### WHAT IS BEING ASKED
Present the lines below as a numbered list, omitting any blank lines.

### PROVIDED ENTRIES
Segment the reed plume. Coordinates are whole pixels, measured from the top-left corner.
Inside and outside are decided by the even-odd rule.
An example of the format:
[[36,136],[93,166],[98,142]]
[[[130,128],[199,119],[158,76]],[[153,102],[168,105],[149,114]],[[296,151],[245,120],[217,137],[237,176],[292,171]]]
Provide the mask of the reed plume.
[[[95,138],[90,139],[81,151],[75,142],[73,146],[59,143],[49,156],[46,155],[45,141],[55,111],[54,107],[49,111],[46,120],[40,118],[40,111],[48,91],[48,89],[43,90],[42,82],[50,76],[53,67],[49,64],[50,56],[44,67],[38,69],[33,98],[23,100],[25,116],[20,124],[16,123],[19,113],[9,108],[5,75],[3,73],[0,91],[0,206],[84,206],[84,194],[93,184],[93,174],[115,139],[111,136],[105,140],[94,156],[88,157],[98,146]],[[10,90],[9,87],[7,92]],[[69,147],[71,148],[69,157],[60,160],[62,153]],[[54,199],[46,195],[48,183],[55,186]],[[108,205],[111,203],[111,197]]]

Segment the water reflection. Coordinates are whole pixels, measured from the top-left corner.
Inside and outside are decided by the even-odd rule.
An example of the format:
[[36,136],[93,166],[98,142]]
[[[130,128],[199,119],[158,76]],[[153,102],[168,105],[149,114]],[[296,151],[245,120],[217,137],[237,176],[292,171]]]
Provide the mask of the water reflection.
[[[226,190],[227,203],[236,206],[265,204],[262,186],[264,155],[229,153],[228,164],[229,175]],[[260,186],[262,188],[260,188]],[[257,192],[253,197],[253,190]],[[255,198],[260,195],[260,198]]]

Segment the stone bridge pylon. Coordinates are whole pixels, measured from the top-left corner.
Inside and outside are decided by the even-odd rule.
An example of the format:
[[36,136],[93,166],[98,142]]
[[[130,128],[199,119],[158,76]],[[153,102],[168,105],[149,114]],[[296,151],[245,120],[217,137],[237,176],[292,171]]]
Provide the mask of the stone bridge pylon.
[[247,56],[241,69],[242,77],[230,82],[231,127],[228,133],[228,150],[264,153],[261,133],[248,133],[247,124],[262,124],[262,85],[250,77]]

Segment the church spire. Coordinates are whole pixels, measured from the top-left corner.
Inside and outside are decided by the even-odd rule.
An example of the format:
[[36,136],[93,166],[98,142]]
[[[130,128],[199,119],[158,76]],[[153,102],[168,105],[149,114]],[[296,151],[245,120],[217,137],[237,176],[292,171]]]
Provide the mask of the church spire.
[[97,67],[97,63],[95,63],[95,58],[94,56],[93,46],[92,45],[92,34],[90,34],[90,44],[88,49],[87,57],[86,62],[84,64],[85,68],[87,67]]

### EXERCISE ANSWER
1. Segment the reed plume. Coordinates are whole pixels, measured from the top-left corner.
2. Inside and outside are decided by the even-odd rule.
3. An example of the format:
4. [[36,136],[93,166],[98,142]]
5. [[[130,128],[199,119],[158,76]],[[153,102],[168,105],[149,114]],[[296,151],[245,120],[217,137],[237,176],[292,171]]]
6. Provide the mask of the reed plume.
7. [[[95,138],[90,139],[81,151],[75,142],[73,146],[59,143],[49,156],[46,155],[45,141],[55,111],[54,107],[49,111],[46,120],[40,118],[40,111],[48,91],[48,89],[43,90],[42,82],[50,76],[53,67],[49,64],[50,56],[44,67],[38,69],[33,98],[23,100],[25,116],[20,124],[16,123],[19,113],[9,108],[5,75],[3,73],[0,91],[0,206],[84,206],[84,194],[93,184],[93,174],[115,139],[111,136],[105,140],[94,156],[88,157],[98,146]],[[10,90],[9,87],[7,92]],[[69,147],[71,148],[69,157],[60,160],[62,153]],[[54,199],[46,195],[48,183],[55,186]],[[108,205],[111,203],[111,197]]]
8. Segment the water reflection. Coordinates are whole pixels, measured from the top-left corner.
9. Inside and outside are decided by the even-odd rule.
10. An example of the format:
11. [[36,136],[93,166],[98,142]]
12. [[[130,128],[199,119],[158,76]],[[153,102],[168,105],[149,114]],[[296,151],[245,120],[217,137],[237,176],[292,171]]]
13. Provide the mask of the water reflection.
14. [[[226,190],[227,203],[236,206],[265,204],[262,186],[264,155],[229,153],[228,164],[229,175]],[[260,186],[262,188],[260,188]],[[257,192],[253,197],[253,190]],[[255,198],[260,195],[260,198]]]
15. Segment the stone bridge pylon. Coordinates are whole pixels, measured from the top-left corner.
16. Inside and outside are decided by the even-odd rule.
17. An example of the format:
18. [[36,136],[93,166],[98,142]]
19. [[[130,128],[199,119],[158,76]],[[153,102],[168,105],[149,114]],[[296,151],[245,120],[217,137],[237,176],[292,171]]]
20. Provide the mask of the stone bridge pylon.
21. [[247,56],[241,69],[242,77],[230,82],[231,127],[228,133],[228,150],[264,153],[261,133],[248,133],[247,124],[262,124],[262,85],[250,77]]
22. Segment the church spire. Coordinates are whole pixels, measured from the top-left corner.
23. Inside and outside are decided by the even-odd rule.
24. An example of the format:
25. [[36,136],[93,166],[98,142]]
26. [[[130,128],[199,119],[158,76]],[[153,102],[168,105],[149,114]],[[296,151],[245,120],[217,137],[237,176],[292,171]]]
27. Provide the mask of the church spire.
28. [[97,67],[97,63],[95,63],[95,58],[94,56],[93,46],[92,45],[92,34],[90,34],[90,44],[88,49],[87,57],[86,62],[84,64],[85,68],[87,67]]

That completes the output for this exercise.